### Referring expression pointing data
=== Section Start ===

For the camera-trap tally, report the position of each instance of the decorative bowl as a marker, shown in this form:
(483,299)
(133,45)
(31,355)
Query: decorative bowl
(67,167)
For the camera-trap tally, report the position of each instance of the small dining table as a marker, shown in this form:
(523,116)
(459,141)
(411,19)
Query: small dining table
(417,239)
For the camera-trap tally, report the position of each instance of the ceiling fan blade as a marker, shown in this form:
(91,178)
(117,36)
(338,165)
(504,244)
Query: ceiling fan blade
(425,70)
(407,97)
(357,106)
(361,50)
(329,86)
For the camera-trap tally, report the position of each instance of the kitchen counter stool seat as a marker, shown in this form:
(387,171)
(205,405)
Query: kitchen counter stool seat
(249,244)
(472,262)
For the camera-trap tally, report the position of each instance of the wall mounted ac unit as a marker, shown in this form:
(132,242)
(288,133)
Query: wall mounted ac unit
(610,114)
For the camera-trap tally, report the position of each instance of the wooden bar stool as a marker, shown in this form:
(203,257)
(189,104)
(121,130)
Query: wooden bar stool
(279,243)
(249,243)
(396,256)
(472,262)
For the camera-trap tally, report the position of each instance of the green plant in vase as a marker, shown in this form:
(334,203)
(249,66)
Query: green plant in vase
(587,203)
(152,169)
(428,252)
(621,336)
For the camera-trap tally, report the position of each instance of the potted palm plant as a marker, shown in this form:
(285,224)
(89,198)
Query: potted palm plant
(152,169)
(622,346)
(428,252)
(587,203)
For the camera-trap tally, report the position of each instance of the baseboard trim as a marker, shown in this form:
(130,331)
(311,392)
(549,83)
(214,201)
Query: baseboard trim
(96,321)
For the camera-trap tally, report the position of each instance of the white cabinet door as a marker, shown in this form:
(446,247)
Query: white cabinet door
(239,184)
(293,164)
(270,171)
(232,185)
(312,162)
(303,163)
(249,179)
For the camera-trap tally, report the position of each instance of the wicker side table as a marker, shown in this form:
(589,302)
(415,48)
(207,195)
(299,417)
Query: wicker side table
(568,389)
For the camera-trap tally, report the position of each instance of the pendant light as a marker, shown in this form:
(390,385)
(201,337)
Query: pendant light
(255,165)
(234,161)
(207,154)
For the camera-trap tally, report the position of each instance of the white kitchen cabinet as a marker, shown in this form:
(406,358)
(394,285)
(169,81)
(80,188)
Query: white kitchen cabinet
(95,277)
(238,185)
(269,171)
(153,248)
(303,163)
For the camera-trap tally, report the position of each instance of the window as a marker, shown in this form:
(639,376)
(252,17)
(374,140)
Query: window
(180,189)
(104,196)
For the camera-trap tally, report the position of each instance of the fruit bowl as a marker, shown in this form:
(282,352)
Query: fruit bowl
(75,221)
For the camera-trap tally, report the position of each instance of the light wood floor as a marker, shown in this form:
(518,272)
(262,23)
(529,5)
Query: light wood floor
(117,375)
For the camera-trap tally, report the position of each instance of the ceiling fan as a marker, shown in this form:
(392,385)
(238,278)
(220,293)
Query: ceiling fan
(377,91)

=== Section End ===

### WHAT IS BEING ASKED
Print nothing but the lines from the line with "of the light" to the last line of the records above. Both of those lines count.

### RESULT
For the camera-trap tally, report the position of each instance of the light wood floor as a marker, shown in this form:
(518,272)
(262,23)
(529,5)
Query: light wood floor
(117,375)
For the camera-trap tally, report the position of each instance of the ceiling fan as a marker, shown in this form:
(392,385)
(238,278)
(220,293)
Query: ceiling fan
(377,91)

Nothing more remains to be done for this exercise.